**Problem details**. From the listing below, pick out every line that contains the word "grass" and copy each one in full.

**Entries for labeling bounding boxes**.
══════════

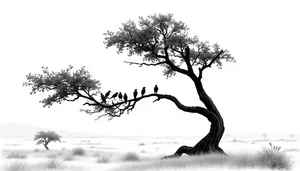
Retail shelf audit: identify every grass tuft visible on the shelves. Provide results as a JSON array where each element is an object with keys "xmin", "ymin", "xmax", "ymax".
[
  {"xmin": 4, "ymin": 159, "xmax": 27, "ymax": 171},
  {"xmin": 139, "ymin": 143, "xmax": 146, "ymax": 146},
  {"xmin": 121, "ymin": 152, "xmax": 140, "ymax": 162},
  {"xmin": 72, "ymin": 147, "xmax": 85, "ymax": 156},
  {"xmin": 44, "ymin": 158, "xmax": 62, "ymax": 169},
  {"xmin": 96, "ymin": 156, "xmax": 110, "ymax": 163},
  {"xmin": 256, "ymin": 149, "xmax": 292, "ymax": 169},
  {"xmin": 6, "ymin": 152, "xmax": 27, "ymax": 159},
  {"xmin": 63, "ymin": 155, "xmax": 75, "ymax": 161}
]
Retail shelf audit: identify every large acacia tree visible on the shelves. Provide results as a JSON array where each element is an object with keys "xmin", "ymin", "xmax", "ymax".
[{"xmin": 24, "ymin": 14, "xmax": 235, "ymax": 158}]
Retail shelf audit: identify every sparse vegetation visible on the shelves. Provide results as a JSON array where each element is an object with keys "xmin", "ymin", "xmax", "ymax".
[
  {"xmin": 63, "ymin": 155, "xmax": 75, "ymax": 161},
  {"xmin": 139, "ymin": 143, "xmax": 145, "ymax": 146},
  {"xmin": 45, "ymin": 158, "xmax": 62, "ymax": 169},
  {"xmin": 115, "ymin": 149, "xmax": 291, "ymax": 171},
  {"xmin": 33, "ymin": 131, "xmax": 61, "ymax": 150},
  {"xmin": 6, "ymin": 152, "xmax": 27, "ymax": 159},
  {"xmin": 72, "ymin": 147, "xmax": 85, "ymax": 156},
  {"xmin": 93, "ymin": 152, "xmax": 100, "ymax": 157},
  {"xmin": 3, "ymin": 159, "xmax": 27, "ymax": 171},
  {"xmin": 96, "ymin": 156, "xmax": 110, "ymax": 163},
  {"xmin": 47, "ymin": 153, "xmax": 59, "ymax": 158},
  {"xmin": 121, "ymin": 152, "xmax": 140, "ymax": 162}
]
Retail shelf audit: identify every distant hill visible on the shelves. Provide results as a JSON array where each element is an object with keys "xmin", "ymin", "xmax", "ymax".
[{"xmin": 0, "ymin": 123, "xmax": 101, "ymax": 138}]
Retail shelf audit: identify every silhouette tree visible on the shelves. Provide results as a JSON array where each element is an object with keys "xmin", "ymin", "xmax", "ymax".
[
  {"xmin": 154, "ymin": 85, "xmax": 158, "ymax": 93},
  {"xmin": 262, "ymin": 133, "xmax": 268, "ymax": 140},
  {"xmin": 24, "ymin": 14, "xmax": 235, "ymax": 158},
  {"xmin": 141, "ymin": 87, "xmax": 146, "ymax": 96},
  {"xmin": 133, "ymin": 89, "xmax": 138, "ymax": 99},
  {"xmin": 33, "ymin": 131, "xmax": 61, "ymax": 150},
  {"xmin": 111, "ymin": 92, "xmax": 118, "ymax": 99}
]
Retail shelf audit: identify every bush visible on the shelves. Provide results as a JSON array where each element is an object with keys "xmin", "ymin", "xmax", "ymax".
[
  {"xmin": 4, "ymin": 160, "xmax": 27, "ymax": 171},
  {"xmin": 45, "ymin": 158, "xmax": 62, "ymax": 169},
  {"xmin": 139, "ymin": 143, "xmax": 145, "ymax": 146},
  {"xmin": 64, "ymin": 155, "xmax": 74, "ymax": 161},
  {"xmin": 96, "ymin": 156, "xmax": 110, "ymax": 163},
  {"xmin": 72, "ymin": 147, "xmax": 85, "ymax": 156},
  {"xmin": 122, "ymin": 152, "xmax": 140, "ymax": 162},
  {"xmin": 6, "ymin": 152, "xmax": 27, "ymax": 159}
]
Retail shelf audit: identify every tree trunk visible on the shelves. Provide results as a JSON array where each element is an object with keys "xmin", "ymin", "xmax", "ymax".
[
  {"xmin": 162, "ymin": 80, "xmax": 226, "ymax": 159},
  {"xmin": 44, "ymin": 143, "xmax": 49, "ymax": 150}
]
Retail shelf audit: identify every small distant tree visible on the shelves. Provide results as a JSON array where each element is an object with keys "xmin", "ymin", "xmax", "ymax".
[
  {"xmin": 33, "ymin": 131, "xmax": 61, "ymax": 150},
  {"xmin": 23, "ymin": 14, "xmax": 235, "ymax": 159},
  {"xmin": 262, "ymin": 133, "xmax": 268, "ymax": 140}
]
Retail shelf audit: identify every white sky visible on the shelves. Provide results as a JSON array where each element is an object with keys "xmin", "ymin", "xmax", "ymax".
[{"xmin": 0, "ymin": 0, "xmax": 300, "ymax": 135}]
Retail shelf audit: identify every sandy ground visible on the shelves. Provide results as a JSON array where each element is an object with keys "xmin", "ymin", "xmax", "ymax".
[{"xmin": 0, "ymin": 137, "xmax": 300, "ymax": 171}]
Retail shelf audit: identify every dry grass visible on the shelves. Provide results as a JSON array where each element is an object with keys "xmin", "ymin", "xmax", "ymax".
[
  {"xmin": 44, "ymin": 158, "xmax": 62, "ymax": 169},
  {"xmin": 3, "ymin": 159, "xmax": 28, "ymax": 171},
  {"xmin": 6, "ymin": 152, "xmax": 27, "ymax": 159},
  {"xmin": 114, "ymin": 149, "xmax": 291, "ymax": 171},
  {"xmin": 121, "ymin": 152, "xmax": 140, "ymax": 162},
  {"xmin": 72, "ymin": 147, "xmax": 85, "ymax": 156},
  {"xmin": 96, "ymin": 156, "xmax": 110, "ymax": 163}
]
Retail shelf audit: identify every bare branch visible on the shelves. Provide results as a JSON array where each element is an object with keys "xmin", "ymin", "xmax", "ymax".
[{"xmin": 124, "ymin": 61, "xmax": 166, "ymax": 67}]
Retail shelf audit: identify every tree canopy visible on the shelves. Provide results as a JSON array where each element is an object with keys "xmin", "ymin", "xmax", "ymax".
[
  {"xmin": 104, "ymin": 14, "xmax": 235, "ymax": 78},
  {"xmin": 24, "ymin": 14, "xmax": 235, "ymax": 158}
]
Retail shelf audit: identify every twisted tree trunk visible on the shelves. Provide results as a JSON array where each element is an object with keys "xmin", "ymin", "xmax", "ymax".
[{"xmin": 162, "ymin": 79, "xmax": 226, "ymax": 159}]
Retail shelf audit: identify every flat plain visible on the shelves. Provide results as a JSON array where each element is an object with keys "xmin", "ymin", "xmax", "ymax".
[{"xmin": 0, "ymin": 136, "xmax": 300, "ymax": 171}]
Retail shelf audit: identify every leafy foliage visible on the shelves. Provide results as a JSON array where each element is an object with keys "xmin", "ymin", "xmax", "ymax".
[
  {"xmin": 104, "ymin": 14, "xmax": 235, "ymax": 77},
  {"xmin": 23, "ymin": 66, "xmax": 100, "ymax": 107},
  {"xmin": 23, "ymin": 14, "xmax": 235, "ymax": 121},
  {"xmin": 33, "ymin": 131, "xmax": 61, "ymax": 150}
]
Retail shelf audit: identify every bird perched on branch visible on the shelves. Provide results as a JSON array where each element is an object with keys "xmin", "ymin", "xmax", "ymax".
[
  {"xmin": 154, "ymin": 85, "xmax": 158, "ymax": 93},
  {"xmin": 119, "ymin": 92, "xmax": 123, "ymax": 100},
  {"xmin": 105, "ymin": 91, "xmax": 111, "ymax": 98},
  {"xmin": 124, "ymin": 93, "xmax": 128, "ymax": 103},
  {"xmin": 133, "ymin": 89, "xmax": 137, "ymax": 99},
  {"xmin": 101, "ymin": 93, "xmax": 106, "ymax": 103},
  {"xmin": 111, "ymin": 92, "xmax": 118, "ymax": 99},
  {"xmin": 141, "ymin": 87, "xmax": 146, "ymax": 96},
  {"xmin": 185, "ymin": 46, "xmax": 190, "ymax": 58}
]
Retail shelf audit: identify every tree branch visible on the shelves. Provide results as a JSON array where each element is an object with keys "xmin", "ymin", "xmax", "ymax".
[
  {"xmin": 198, "ymin": 50, "xmax": 224, "ymax": 79},
  {"xmin": 124, "ymin": 61, "xmax": 166, "ymax": 67}
]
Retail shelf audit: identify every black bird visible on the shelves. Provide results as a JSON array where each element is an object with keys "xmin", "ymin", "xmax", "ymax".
[
  {"xmin": 141, "ymin": 87, "xmax": 146, "ymax": 96},
  {"xmin": 185, "ymin": 46, "xmax": 190, "ymax": 58},
  {"xmin": 111, "ymin": 92, "xmax": 118, "ymax": 99},
  {"xmin": 101, "ymin": 93, "xmax": 106, "ymax": 103},
  {"xmin": 154, "ymin": 85, "xmax": 158, "ymax": 93},
  {"xmin": 119, "ymin": 92, "xmax": 123, "ymax": 100},
  {"xmin": 133, "ymin": 89, "xmax": 137, "ymax": 99},
  {"xmin": 105, "ymin": 91, "xmax": 111, "ymax": 98},
  {"xmin": 124, "ymin": 93, "xmax": 128, "ymax": 103}
]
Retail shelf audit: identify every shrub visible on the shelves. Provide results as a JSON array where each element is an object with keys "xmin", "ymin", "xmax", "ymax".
[
  {"xmin": 122, "ymin": 152, "xmax": 140, "ymax": 162},
  {"xmin": 47, "ymin": 153, "xmax": 59, "ymax": 158},
  {"xmin": 64, "ymin": 155, "xmax": 74, "ymax": 161},
  {"xmin": 33, "ymin": 131, "xmax": 61, "ymax": 150},
  {"xmin": 256, "ymin": 149, "xmax": 291, "ymax": 169},
  {"xmin": 6, "ymin": 152, "xmax": 27, "ymax": 159},
  {"xmin": 139, "ymin": 143, "xmax": 145, "ymax": 146},
  {"xmin": 93, "ymin": 152, "xmax": 100, "ymax": 157},
  {"xmin": 45, "ymin": 158, "xmax": 62, "ymax": 169},
  {"xmin": 72, "ymin": 147, "xmax": 85, "ymax": 156},
  {"xmin": 96, "ymin": 156, "xmax": 110, "ymax": 163},
  {"xmin": 4, "ymin": 160, "xmax": 27, "ymax": 171}
]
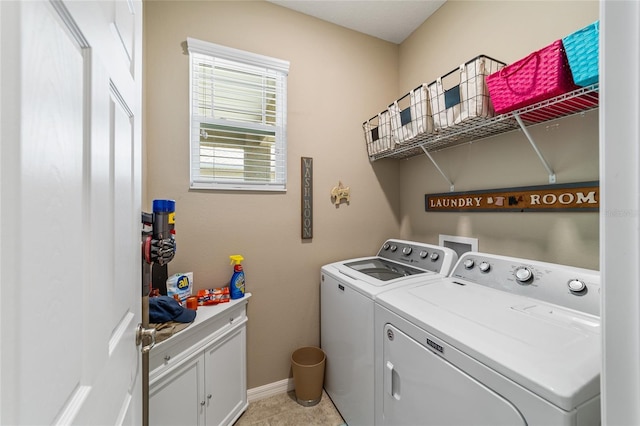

══════════

**Exercise result**.
Retail shelf audit: identify every grass tuft visible on the shelves. Provide results as a JSON array where each element is an object with keys "xmin", "ymin", "xmax", "ymax".
Retail shelf audit: identify every dry grass visible on the shelves. Provide results as a JSON array where each element is an object with keys "xmin", "ymin", "xmax", "ymax".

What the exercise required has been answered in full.